What to do –
Render the part that opens with the row containing "of the narrow" and closes with the row containing "of the dried" as a Markdown table with the columns Row and Line, numbering each row and leaving out any blank lines. Include only those rows, both ends among them.

[Labeled-object pointing rows]
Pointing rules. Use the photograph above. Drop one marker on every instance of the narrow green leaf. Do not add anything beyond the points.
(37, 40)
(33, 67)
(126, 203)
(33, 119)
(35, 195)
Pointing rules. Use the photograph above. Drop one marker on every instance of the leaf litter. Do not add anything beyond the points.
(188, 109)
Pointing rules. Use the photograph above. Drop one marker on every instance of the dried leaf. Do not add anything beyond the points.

---

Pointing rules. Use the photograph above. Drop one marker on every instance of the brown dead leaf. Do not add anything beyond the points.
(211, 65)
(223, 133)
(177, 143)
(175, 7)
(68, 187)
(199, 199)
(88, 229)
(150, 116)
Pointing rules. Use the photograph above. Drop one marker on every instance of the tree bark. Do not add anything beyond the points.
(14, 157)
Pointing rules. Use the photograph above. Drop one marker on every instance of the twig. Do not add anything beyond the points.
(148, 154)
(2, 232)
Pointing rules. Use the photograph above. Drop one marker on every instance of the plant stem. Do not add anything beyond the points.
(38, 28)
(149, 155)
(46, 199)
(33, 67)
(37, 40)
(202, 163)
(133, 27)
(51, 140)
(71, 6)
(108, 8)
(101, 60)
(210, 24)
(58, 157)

Full answer –
| Row | Line |
|---|---|
| 1 | Pointing rules. Use the photograph above. Drop one marker on every instance of the narrow green leaf. Do not add anything beyond the points. |
| 2 | (37, 40) |
| 3 | (33, 67) |
| 4 | (126, 203) |
| 5 | (33, 119) |
| 6 | (35, 195) |
| 7 | Pointing rules. Use the photograph above. Drop one marker on every instance of the leaf litter. Do not add anything beyond the points. |
| 8 | (188, 109) |
| 9 | Pointing rules. Use the photograph above. Drop one marker on every instance of the dried leaf. Do not add anything beyond the points. |